(Saved entries)
■ ■ ■

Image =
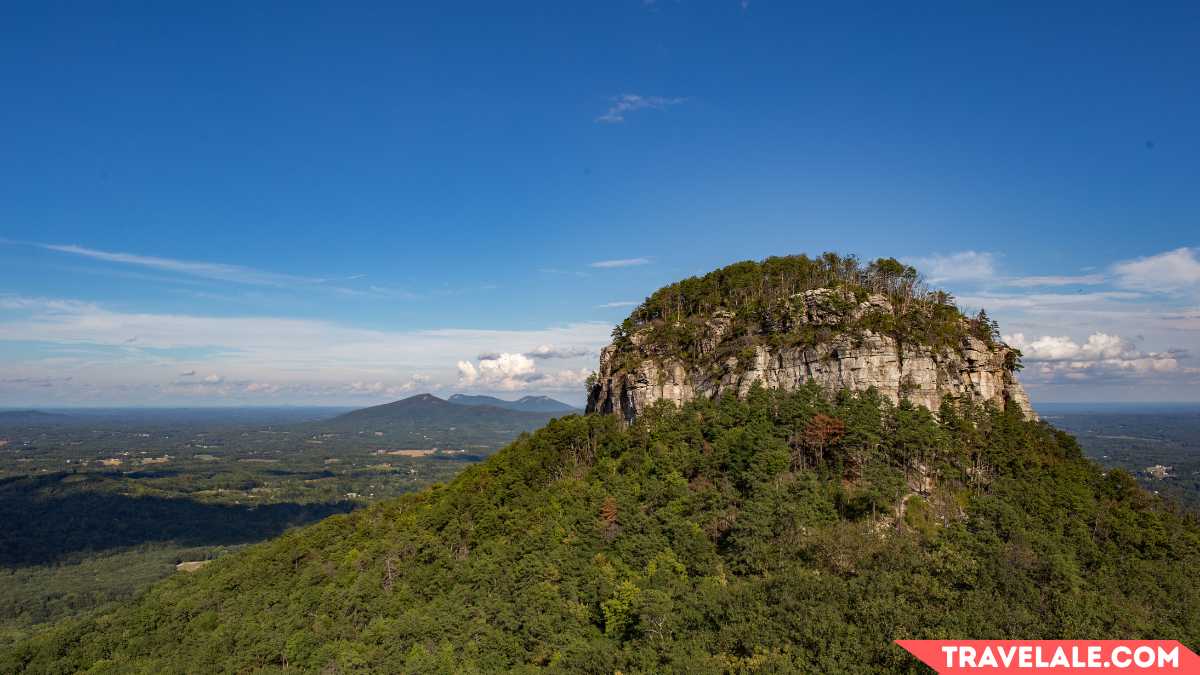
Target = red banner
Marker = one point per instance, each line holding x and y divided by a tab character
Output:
1054	656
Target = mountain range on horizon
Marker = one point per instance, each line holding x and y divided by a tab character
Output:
527	404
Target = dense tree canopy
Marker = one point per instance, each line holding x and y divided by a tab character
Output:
780	532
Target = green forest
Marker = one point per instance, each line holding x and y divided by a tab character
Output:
790	531
766	304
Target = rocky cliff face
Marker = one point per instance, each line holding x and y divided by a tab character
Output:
636	376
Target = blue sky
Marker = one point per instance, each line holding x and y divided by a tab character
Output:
335	203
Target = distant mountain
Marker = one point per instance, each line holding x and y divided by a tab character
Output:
786	530
31	417
527	404
426	420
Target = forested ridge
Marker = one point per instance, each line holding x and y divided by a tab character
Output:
767	303
784	532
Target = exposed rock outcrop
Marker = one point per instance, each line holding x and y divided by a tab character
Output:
636	376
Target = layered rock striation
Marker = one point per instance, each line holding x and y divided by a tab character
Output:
636	374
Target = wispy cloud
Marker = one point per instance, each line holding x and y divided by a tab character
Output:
1035	281
1169	272
628	103
220	272
621	262
617	304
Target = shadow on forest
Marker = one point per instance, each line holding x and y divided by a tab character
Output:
45	520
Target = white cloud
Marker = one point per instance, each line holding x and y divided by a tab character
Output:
628	103
292	358
1101	356
1173	270
552	352
964	266
621	262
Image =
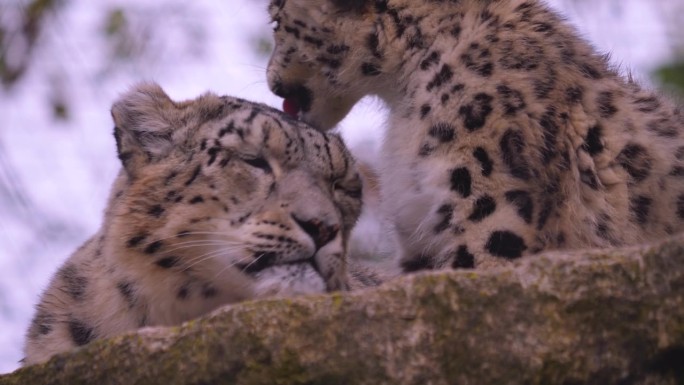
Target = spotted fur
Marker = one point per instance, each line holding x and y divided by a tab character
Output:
219	200
508	134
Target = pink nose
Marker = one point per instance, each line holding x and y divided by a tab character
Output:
291	107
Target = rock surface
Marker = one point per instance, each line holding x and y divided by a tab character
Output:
597	317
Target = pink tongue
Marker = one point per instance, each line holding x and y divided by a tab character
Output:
290	107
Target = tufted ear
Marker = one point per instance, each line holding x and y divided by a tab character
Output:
144	122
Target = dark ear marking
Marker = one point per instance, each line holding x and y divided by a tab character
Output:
357	6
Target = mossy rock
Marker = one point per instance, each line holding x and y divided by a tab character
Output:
596	317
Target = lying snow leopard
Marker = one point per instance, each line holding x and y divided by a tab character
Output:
508	134
219	200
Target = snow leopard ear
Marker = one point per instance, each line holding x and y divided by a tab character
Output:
144	123
356	6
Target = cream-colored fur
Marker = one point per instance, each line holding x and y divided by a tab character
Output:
508	134
219	200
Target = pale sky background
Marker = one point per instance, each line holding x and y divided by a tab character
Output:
63	170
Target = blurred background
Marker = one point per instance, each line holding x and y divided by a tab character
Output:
63	62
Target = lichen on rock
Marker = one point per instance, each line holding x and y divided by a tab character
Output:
593	317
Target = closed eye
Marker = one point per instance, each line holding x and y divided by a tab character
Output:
355	193
260	163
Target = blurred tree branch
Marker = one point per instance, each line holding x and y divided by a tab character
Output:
19	31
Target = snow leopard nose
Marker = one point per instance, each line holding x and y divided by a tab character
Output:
320	232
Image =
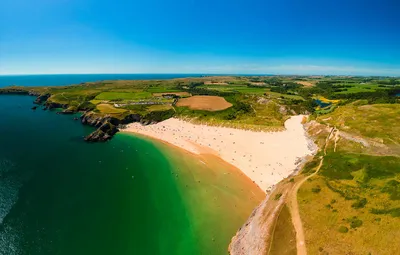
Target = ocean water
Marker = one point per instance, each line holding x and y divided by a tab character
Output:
68	79
59	195
131	195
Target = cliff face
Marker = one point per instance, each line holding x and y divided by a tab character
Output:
255	236
107	126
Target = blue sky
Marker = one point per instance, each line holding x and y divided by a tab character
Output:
359	37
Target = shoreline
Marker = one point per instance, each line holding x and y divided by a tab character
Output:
258	155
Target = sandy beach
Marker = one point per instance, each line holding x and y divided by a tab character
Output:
265	157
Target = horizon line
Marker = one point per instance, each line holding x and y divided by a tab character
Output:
207	74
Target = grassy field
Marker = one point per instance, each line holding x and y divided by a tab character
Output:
115	96
374	121
352	206
109	109
208	103
284	237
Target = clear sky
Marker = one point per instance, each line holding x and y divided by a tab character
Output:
360	37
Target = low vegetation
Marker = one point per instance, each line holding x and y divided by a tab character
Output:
357	208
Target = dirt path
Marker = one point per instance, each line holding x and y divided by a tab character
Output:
294	205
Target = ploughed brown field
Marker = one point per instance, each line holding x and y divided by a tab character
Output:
208	103
306	83
171	93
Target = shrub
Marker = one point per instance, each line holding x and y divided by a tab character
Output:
359	204
354	222
316	189
278	196
343	229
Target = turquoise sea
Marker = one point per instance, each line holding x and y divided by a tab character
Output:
59	195
131	195
68	79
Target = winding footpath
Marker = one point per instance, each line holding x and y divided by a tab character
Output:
294	205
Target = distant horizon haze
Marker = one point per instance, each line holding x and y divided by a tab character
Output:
310	37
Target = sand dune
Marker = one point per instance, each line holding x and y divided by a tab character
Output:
266	158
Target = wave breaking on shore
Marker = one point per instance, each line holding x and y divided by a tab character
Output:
265	157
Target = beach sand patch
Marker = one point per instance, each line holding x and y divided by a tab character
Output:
208	103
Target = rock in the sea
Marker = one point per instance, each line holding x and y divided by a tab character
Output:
103	133
106	125
41	98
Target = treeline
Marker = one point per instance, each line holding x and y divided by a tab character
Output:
373	97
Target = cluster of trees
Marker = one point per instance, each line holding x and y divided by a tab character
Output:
284	88
159	115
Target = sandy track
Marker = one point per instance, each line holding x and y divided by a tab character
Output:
294	205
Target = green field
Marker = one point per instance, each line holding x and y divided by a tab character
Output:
114	96
354	200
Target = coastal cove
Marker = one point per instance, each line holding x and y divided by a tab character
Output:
129	195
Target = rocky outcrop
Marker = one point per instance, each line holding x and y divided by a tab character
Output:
103	133
41	98
52	105
255	236
107	126
16	91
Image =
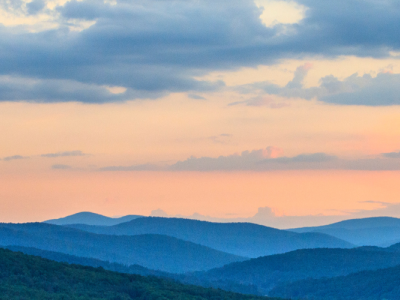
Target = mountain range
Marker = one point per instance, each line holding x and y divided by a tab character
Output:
90	218
383	284
379	231
243	239
270	271
158	252
29	277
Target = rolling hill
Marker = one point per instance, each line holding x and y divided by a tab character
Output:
152	251
381	284
30	277
90	218
243	239
380	231
270	271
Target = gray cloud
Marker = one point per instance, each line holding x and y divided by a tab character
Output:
15	157
196	97
63	154
382	90
60	167
156	47
35	6
257	160
270	159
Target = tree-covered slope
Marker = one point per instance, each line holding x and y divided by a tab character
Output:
90	262
269	271
156	252
383	284
244	239
136	269
29	277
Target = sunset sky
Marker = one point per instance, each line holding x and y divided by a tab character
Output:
284	113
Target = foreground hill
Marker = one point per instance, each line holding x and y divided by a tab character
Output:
151	251
380	231
89	218
267	272
90	262
381	284
244	239
29	277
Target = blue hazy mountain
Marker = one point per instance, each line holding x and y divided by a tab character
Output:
267	272
379	231
381	284
90	218
152	251
243	239
30	277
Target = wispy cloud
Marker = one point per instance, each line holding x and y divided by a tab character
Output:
15	157
152	48
382	90
60	167
270	159
144	167
64	154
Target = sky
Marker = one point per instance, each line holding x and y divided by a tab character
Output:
283	113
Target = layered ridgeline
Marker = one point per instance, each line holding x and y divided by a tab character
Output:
380	231
152	251
90	218
268	272
29	277
381	284
243	239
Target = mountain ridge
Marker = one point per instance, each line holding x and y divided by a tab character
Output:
243	239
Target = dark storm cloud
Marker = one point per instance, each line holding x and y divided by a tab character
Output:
156	47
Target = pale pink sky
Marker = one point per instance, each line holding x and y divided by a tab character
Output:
59	157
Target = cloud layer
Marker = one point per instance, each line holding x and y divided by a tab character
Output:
270	159
156	47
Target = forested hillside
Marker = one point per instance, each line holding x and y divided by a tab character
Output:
156	252
270	271
381	284
33	278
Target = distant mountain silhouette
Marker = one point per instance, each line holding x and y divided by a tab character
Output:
152	251
90	218
380	231
367	285
270	271
30	277
243	239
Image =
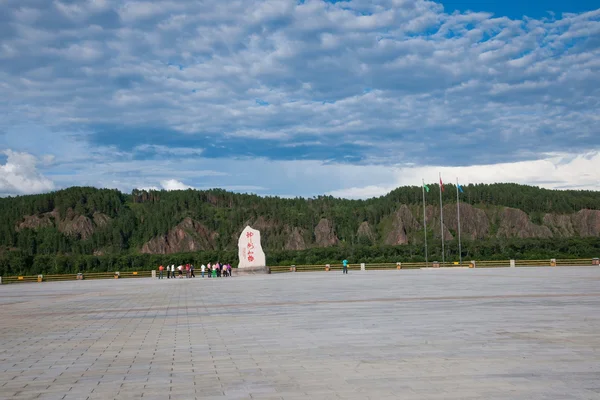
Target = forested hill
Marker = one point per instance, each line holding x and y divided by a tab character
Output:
89	221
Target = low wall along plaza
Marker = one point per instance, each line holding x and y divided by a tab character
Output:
311	268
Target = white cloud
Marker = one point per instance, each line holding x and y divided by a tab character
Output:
557	171
133	93
20	175
172	184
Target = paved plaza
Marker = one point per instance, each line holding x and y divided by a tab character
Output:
509	333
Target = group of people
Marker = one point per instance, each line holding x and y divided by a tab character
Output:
215	270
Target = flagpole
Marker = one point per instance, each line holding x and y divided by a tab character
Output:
425	222
442	222
458	216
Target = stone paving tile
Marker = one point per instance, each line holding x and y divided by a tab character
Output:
429	334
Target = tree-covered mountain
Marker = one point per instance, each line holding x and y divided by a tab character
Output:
88	222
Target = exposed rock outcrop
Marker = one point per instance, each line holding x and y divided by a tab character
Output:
433	223
187	236
516	223
76	225
403	223
35	222
365	231
100	219
560	225
474	222
295	240
587	222
71	224
324	234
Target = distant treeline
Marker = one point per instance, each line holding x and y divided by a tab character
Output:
20	263
138	217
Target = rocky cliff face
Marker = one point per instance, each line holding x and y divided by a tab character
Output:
516	223
403	225
187	236
433	223
295	239
72	224
365	231
324	234
587	222
474	222
559	225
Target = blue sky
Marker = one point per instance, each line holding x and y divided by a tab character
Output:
298	98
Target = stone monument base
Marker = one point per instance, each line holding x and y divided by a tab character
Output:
250	271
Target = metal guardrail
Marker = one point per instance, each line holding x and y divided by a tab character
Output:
72	277
316	267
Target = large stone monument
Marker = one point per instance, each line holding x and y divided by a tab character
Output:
251	254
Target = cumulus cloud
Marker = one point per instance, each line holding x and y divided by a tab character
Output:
558	171
20	175
173	184
282	85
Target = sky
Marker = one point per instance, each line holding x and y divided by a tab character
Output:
298	98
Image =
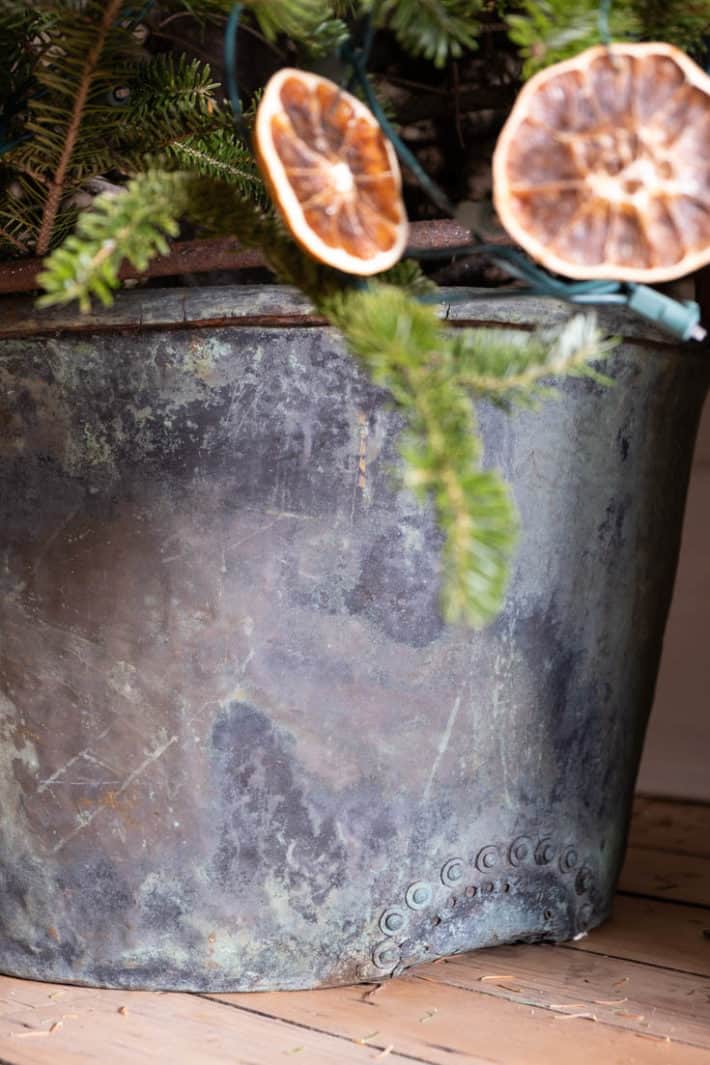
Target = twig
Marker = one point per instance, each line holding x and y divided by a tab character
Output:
13	240
56	187
197	257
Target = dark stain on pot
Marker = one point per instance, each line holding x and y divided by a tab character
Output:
611	529
398	586
271	820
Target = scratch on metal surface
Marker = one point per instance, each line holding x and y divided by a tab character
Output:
443	743
77	757
52	537
85	819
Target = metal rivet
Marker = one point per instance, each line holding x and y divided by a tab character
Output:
486	858
385	955
418	896
392	921
568	859
521	850
584	881
544	851
584	916
452	872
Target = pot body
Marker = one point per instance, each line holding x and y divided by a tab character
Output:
240	748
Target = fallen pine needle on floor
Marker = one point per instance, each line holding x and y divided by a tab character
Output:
366	1038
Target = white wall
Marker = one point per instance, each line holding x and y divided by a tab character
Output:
676	759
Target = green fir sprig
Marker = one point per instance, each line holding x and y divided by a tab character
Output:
80	101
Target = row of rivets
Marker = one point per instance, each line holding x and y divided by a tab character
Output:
419	895
584	881
385	955
392	921
486	858
545	851
521	850
452	872
568	859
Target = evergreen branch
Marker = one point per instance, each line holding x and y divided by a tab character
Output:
217	154
131	225
436	30
549	31
56	187
10	239
507	365
170	87
682	22
407	350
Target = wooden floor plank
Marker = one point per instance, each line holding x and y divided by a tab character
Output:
661	824
629	995
155	1029
655	953
446	1023
663	874
664	934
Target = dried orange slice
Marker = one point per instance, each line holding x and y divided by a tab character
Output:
331	171
603	168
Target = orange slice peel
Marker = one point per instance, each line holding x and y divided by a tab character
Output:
331	173
603	168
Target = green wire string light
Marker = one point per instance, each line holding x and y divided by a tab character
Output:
679	318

■ ■ ■

What this task involves:
In the entries above, the lines from the one bearing "Target = gray cloud" up to and including the one bearing "Target = forested hillside" should be transcribed exactly; no other line is wanted.

Answer section:
Target = gray cloud
Marker = one point per instance, each line holding x and y divided by a tab character
Output:
15	157
196	97
63	154
382	90
60	167
156	47
35	6
257	160
270	159
Target = tree-covered slope
Marker = one point per instance, each line holding x and y divided by a tab character
Output:
90	262
269	271
156	252
383	284
244	239
136	269
29	277
Target = sunset sky
Marker = one point per instance, each line holding x and y divided by a tab character
Output:
284	113
Target = foreground hill
Marker = one point per instance, each line holding x and y divided by a tab character
Output:
151	251
380	231
89	218
267	272
90	262
381	284
244	239
29	277
Target = blue hazy mountain
Marker = one point per instance, each line holding x and y divided by a tab character
Output:
267	272
379	231
381	284
90	218
152	251
243	239
30	277
Target = wispy cloud
Marker = one point per instance, each line holding x and y divided by a tab character
Output:
15	157
152	48
382	90
60	167
270	159
144	167
64	154
Target = sky
Marker = one point per instance, each line holding x and y divided by a tab character
Output:
283	113
Target = layered ridgeline
Marker = one point per instance, each line holding x and y divided by a tab character
Output:
380	231
152	251
90	218
268	272
29	277
381	284
243	239
Target = mountain ridge
Marker = one point per instance, each line holding x and y divided by a tab character
Output:
243	239
Target = dark storm cloud
Marker = one point per instance, each line holding x and y divided by a tab character
Output:
156	47
Target = pale pink sky
Marker = one point per instance, each line holding x and y divided by a tab character
Output:
59	157
Target = cloud layer
Marker = one point per instance, each line holding x and y divided by a tab character
Output:
270	159
156	47
Target = forested hillside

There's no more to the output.